Point annotation dataset items:
++++++++++++++++++++
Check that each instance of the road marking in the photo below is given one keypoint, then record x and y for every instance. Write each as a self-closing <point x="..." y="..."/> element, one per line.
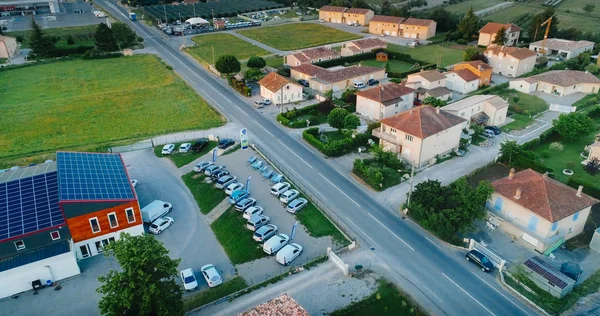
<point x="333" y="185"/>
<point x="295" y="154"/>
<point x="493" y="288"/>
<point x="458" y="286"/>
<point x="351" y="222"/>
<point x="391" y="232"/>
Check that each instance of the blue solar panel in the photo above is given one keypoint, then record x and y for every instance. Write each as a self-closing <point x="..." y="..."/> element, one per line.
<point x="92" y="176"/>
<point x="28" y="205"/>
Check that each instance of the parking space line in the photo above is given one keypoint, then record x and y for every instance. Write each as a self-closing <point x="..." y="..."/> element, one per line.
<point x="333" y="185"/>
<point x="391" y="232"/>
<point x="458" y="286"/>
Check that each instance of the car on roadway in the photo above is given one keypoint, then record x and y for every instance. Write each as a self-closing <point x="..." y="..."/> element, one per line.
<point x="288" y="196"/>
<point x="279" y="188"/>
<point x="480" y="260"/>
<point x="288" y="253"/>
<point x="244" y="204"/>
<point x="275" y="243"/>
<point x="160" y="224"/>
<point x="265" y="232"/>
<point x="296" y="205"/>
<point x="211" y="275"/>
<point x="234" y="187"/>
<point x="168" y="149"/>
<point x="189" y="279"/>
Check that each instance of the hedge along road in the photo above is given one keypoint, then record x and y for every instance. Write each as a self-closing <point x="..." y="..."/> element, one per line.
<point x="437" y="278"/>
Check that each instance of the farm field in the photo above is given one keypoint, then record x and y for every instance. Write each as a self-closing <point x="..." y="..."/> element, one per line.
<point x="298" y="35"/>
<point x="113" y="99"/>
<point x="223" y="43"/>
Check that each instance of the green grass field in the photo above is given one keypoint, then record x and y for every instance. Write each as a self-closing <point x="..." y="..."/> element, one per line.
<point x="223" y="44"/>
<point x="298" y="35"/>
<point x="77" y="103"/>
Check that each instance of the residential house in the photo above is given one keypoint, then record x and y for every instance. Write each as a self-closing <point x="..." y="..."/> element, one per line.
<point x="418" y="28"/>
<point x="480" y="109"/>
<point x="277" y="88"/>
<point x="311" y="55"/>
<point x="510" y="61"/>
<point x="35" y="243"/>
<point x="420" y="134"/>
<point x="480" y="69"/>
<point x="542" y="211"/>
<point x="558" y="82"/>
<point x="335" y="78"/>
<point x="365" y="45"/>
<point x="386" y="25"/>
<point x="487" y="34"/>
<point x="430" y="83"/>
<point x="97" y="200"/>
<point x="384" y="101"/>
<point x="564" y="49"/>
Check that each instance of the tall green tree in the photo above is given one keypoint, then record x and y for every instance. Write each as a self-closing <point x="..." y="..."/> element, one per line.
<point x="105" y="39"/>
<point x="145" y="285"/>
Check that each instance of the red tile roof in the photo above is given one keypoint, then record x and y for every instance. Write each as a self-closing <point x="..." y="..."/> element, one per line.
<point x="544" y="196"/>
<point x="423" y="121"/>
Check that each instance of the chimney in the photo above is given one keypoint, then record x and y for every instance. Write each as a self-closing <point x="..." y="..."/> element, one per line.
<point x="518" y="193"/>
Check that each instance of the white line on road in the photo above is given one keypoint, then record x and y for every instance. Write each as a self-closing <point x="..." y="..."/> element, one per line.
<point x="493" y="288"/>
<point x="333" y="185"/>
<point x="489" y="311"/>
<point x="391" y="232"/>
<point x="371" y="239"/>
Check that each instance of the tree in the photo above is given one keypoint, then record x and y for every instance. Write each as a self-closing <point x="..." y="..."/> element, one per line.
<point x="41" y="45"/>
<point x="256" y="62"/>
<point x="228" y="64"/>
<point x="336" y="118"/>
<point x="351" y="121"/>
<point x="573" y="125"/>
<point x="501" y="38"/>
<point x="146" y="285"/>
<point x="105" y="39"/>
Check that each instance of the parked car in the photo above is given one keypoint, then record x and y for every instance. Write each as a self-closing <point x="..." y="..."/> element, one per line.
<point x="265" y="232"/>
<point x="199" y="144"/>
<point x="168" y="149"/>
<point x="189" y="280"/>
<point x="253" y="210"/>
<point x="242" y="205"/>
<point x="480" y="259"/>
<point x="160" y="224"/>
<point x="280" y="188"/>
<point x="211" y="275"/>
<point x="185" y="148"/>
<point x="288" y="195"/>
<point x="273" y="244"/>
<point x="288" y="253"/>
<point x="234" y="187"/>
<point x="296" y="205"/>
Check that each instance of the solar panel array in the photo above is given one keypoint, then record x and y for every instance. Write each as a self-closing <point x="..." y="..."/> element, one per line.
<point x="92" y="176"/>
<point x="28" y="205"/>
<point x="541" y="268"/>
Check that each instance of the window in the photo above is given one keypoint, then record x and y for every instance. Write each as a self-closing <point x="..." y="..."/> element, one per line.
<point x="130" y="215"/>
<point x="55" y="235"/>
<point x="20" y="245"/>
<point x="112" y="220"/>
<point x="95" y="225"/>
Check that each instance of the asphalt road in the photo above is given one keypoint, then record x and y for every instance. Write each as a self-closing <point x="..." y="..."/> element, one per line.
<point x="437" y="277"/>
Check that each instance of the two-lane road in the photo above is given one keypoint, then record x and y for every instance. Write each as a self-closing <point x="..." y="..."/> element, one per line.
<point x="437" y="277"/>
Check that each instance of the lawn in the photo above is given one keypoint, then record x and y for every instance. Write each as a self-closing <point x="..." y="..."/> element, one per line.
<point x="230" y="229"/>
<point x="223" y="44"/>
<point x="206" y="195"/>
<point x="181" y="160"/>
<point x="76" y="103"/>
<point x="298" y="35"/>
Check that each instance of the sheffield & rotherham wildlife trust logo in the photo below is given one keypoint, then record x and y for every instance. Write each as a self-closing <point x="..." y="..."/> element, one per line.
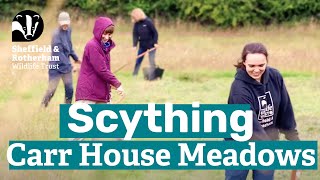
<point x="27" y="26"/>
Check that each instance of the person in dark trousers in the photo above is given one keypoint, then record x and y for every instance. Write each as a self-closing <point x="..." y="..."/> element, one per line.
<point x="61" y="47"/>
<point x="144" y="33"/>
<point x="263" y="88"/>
++++++++++++++++++++
WHAT TO PRODUCE:
Reproduce every item above verbatim, from the first to the last, leaving out the pictures.

CORRECT RESULT:
Check that each instance of the road marking in the photo below is given one keypoint, then record x and y for every instance. Write each as a self-closing <point x="..." y="..."/> element, one per line.
<point x="333" y="185"/>
<point x="295" y="154"/>
<point x="493" y="288"/>
<point x="458" y="286"/>
<point x="351" y="222"/>
<point x="391" y="232"/>
Check that each instance of the blue solar panel in the photo above is given one keypoint, then record x and y for every instance. Write each as a self-closing <point x="..." y="..."/> element, one per line.
<point x="92" y="176"/>
<point x="28" y="205"/>
Check that each instance of the parking space line in the photo above is given one keypoint, then record x and y for every instance. Write each as a self-closing <point x="..." y="..."/> element, one per line.
<point x="333" y="185"/>
<point x="391" y="232"/>
<point x="458" y="286"/>
Check that each instance of the car on roadway in the photo above is given one keypoint, then record x and y for every instance. Write each as a self-closing <point x="..." y="..."/> element, one per line.
<point x="288" y="196"/>
<point x="279" y="188"/>
<point x="480" y="260"/>
<point x="288" y="253"/>
<point x="244" y="204"/>
<point x="275" y="243"/>
<point x="160" y="224"/>
<point x="265" y="232"/>
<point x="296" y="205"/>
<point x="211" y="275"/>
<point x="234" y="187"/>
<point x="168" y="149"/>
<point x="189" y="279"/>
Check that each instance of the hedge along road in the photo above is given one keypoint, then record x and y for every instance. Write each as a self-closing <point x="..." y="..."/> element, one per line.
<point x="437" y="278"/>
Check that each instance of the farm field in the photo above is given one keypoint, then record x and y for every instance. Write each as a self-closing <point x="..." y="..."/> element, one per line.
<point x="298" y="35"/>
<point x="113" y="99"/>
<point x="223" y="43"/>
Check that each instance of the green grass field in the photo above is given one keypoint, then record x and y for every instance. Write each as a self-closing <point x="..." y="..."/> element, one per line.
<point x="223" y="44"/>
<point x="298" y="35"/>
<point x="77" y="103"/>
Check that each instance of the residential house in the photo above is given one keypoint, then record x and y for every instance. Write each as a self-closing <point x="..." y="..."/> element, one per line.
<point x="418" y="28"/>
<point x="480" y="109"/>
<point x="277" y="88"/>
<point x="311" y="55"/>
<point x="510" y="61"/>
<point x="35" y="243"/>
<point x="420" y="134"/>
<point x="480" y="69"/>
<point x="542" y="211"/>
<point x="558" y="82"/>
<point x="335" y="78"/>
<point x="365" y="45"/>
<point x="386" y="25"/>
<point x="487" y="34"/>
<point x="430" y="83"/>
<point x="97" y="200"/>
<point x="384" y="101"/>
<point x="564" y="49"/>
Check that each instance of the tall green tree in the photo above is given one keypoint, then record x and y for every instance. Write each as a self-closing <point x="..." y="..."/> element, one per line.
<point x="105" y="39"/>
<point x="145" y="285"/>
Check that each instance of the red tile roof in the photo above is given one keypoint, then record x and y for every instance. Write each as a self-closing <point x="..." y="..."/> element, one per line.
<point x="544" y="196"/>
<point x="423" y="121"/>
Check that each instance of the chimney in the photo above is given one keypoint, then record x and y for every instance. Write each as a self-closing <point x="..." y="..."/> element, one per line.
<point x="518" y="193"/>
Check that each instance of the white line on road in the photo above is given one keypoint, then record x and y for every instance. Write each as a self-closing <point x="..." y="..."/> element, one per line.
<point x="493" y="288"/>
<point x="333" y="185"/>
<point x="489" y="311"/>
<point x="391" y="232"/>
<point x="371" y="239"/>
Check that each instance of the tree in the photo above is given one keypoint, then record x and y for every instance. Write each as a self-closing <point x="..." y="..."/> element, one per line.
<point x="41" y="45"/>
<point x="256" y="62"/>
<point x="228" y="64"/>
<point x="336" y="118"/>
<point x="351" y="121"/>
<point x="573" y="125"/>
<point x="501" y="38"/>
<point x="146" y="285"/>
<point x="105" y="39"/>
Check that each instance of the parked car in the photo above is given one keypoint, then record x and y for every instance. Write each as a self-closing <point x="..." y="..."/> element, one per line.
<point x="265" y="232"/>
<point x="199" y="144"/>
<point x="168" y="149"/>
<point x="189" y="280"/>
<point x="253" y="210"/>
<point x="242" y="205"/>
<point x="480" y="259"/>
<point x="160" y="224"/>
<point x="280" y="188"/>
<point x="211" y="275"/>
<point x="185" y="148"/>
<point x="288" y="195"/>
<point x="273" y="244"/>
<point x="288" y="253"/>
<point x="234" y="187"/>
<point x="296" y="205"/>
Check that each instance of the solar panel array in the photo above is given one keypoint, then record x and y for every instance. Write each as a self-closing <point x="..." y="..."/> element, one per line.
<point x="92" y="176"/>
<point x="28" y="205"/>
<point x="541" y="268"/>
Check that each instance of the window in the photo above is given one keypoint, then record x and y for every instance. Write each as a self-closing <point x="..." y="..."/> element, one per line.
<point x="130" y="215"/>
<point x="55" y="235"/>
<point x="20" y="245"/>
<point x="112" y="220"/>
<point x="95" y="225"/>
Check that each instance of the asphalt road in the photo above is given one keypoint, then record x and y for every instance. Write each as a self-closing <point x="..." y="..."/> element, one per line.
<point x="437" y="277"/>
Check that each instance of the two-lane road in the photo above is given one keypoint, then record x and y for every instance. Write each as a self-closing <point x="..." y="..."/> element, one per line.
<point x="437" y="277"/>
Check that each instance of the lawn in the photo above is given one keypoint, then record x and y for every instance. Write each as a self-closing <point x="..." y="..."/> element, one per line.
<point x="230" y="229"/>
<point x="223" y="44"/>
<point x="206" y="195"/>
<point x="181" y="160"/>
<point x="76" y="103"/>
<point x="298" y="35"/>
Check that each instance of the sheffield & rotherham wildlife trust logo in the photo below is given one keypoint, then record x and y for every instance. Write each as a self-closing <point x="..." y="..."/> element, one per line.
<point x="27" y="26"/>
Check that each instance of the person in dark trousers in the photo above is given one keypoint, then record x and y for every instance. Write each as a self-closing <point x="..." y="..."/> element, one per line.
<point x="61" y="47"/>
<point x="144" y="33"/>
<point x="263" y="88"/>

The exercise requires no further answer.